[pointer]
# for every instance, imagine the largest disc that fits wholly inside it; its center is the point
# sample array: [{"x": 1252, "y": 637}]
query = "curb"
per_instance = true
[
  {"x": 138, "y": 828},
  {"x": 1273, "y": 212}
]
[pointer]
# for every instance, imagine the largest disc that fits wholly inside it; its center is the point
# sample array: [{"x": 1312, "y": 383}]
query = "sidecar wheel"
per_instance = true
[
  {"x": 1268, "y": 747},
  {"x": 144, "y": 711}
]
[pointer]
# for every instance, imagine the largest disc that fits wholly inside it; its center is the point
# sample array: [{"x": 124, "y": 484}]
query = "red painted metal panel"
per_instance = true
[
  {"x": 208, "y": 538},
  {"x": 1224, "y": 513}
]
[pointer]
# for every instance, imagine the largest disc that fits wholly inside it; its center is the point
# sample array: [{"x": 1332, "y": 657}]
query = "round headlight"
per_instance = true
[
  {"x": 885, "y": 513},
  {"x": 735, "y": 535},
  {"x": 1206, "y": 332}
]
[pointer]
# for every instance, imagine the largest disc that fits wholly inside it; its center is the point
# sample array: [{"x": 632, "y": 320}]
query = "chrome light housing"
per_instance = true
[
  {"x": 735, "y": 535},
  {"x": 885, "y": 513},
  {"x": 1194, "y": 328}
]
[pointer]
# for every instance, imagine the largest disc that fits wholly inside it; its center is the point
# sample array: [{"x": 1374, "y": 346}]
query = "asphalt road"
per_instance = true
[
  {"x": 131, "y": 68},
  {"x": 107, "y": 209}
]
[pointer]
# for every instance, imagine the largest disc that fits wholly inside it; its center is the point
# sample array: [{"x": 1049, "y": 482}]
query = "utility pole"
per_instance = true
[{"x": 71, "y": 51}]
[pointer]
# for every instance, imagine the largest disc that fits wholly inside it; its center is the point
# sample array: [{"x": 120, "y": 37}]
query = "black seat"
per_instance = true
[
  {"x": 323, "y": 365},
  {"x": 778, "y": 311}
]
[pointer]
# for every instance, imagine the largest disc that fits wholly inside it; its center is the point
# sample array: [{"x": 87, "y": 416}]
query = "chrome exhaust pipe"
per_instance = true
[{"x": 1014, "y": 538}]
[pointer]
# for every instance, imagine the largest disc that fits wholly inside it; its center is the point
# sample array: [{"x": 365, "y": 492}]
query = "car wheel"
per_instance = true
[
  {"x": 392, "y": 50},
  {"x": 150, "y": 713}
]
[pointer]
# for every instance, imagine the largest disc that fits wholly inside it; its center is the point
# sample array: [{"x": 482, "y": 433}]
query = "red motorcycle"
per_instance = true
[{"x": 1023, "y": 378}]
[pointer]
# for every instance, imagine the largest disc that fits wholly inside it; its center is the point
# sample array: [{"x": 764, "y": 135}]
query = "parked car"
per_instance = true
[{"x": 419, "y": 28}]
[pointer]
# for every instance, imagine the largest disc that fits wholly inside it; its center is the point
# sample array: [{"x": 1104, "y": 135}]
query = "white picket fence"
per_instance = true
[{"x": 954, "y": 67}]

▶ What you are asked to do
Every line of the data should be copied exactly.

▶ Reply to the task
[pointer]
# for every instance, imagine the largest disc that fits wholly inside it; its center is the point
# sample array: [{"x": 1252, "y": 637}]
query = "curb"
per_instance = true
[
  {"x": 138, "y": 828},
  {"x": 1273, "y": 212}
]
[pointer]
# for every instance, imagine the largest disc that fits wholly inside it; its center is the point
# sample array: [{"x": 1312, "y": 383}]
query = "sidecar wheel"
per_instance = true
[
  {"x": 1268, "y": 747},
  {"x": 144, "y": 711}
]
[pointer]
# for every instance, imagine the largest disc that fits wholly inside it; its center is the point
# sample array: [{"x": 124, "y": 484}]
query = "red painted metal panel"
per_instance = true
[
  {"x": 208, "y": 538},
  {"x": 1224, "y": 513}
]
[pointer]
# for every instance, imagine the largest disc that fits wholly inside it; its center is the point
# sample array: [{"x": 1332, "y": 657}]
query = "round headlight"
per_instance = true
[
  {"x": 885, "y": 513},
  {"x": 735, "y": 535},
  {"x": 1206, "y": 332}
]
[pointer]
# for every instance, imagine the largest disc that fits wholly inside it; its center is the point
# sample array: [{"x": 632, "y": 320}]
query = "chrome light housing"
per_instance = true
[
  {"x": 735, "y": 535},
  {"x": 885, "y": 513},
  {"x": 1194, "y": 328}
]
[pointer]
# for every instance, imagine the largest disc that fits wholly inside it; its center is the point
# sample array: [{"x": 1374, "y": 346}]
query = "asphalt road"
per_instance = true
[
  {"x": 131, "y": 68},
  {"x": 107, "y": 209}
]
[pointer]
# for every instance, imagine the largest disc that fits wholly inside it; its center is the point
# sample array: [{"x": 1049, "y": 482}]
query = "utility pole"
per_instance = true
[{"x": 71, "y": 51}]
[pointer]
# for every instance, imagine the largest disc that fits wholly inside it; its center is the point
# sample array: [{"x": 120, "y": 37}]
query = "black seat"
per_instance = true
[
  {"x": 323, "y": 365},
  {"x": 778, "y": 311}
]
[pointer]
# for every instance, imagine the largest disc that fits wholly inside it; its center is the point
# sample array: [{"x": 87, "y": 416}]
query = "chrome exhaust pipe"
per_instance = true
[{"x": 1014, "y": 538}]
[pointer]
# for every instance, imagine the largest disc that fits wholly inside it; its center is the point
# sample array: [{"x": 365, "y": 492}]
query = "car wheel"
per_instance = true
[
  {"x": 392, "y": 50},
  {"x": 150, "y": 713}
]
[pointer]
# for every instance, imagine the largest disc that fits wholly inside it; its center is the point
# sample array: [{"x": 482, "y": 433}]
query = "red motorcycle"
per_instance = true
[{"x": 1023, "y": 378}]
[pointer]
# for every instance, imagine the largest disc that fits wholly inside it; its center is the point
# sample array: [{"x": 764, "y": 135}]
query = "parked car"
per_instance = true
[{"x": 419, "y": 28}]
[pointer]
# for every instance, imagine the largest disc that fits wholly inside it; its center is the point
# sample array: [{"x": 1104, "y": 135}]
query = "white picket fence"
per_instance = true
[{"x": 954, "y": 67}]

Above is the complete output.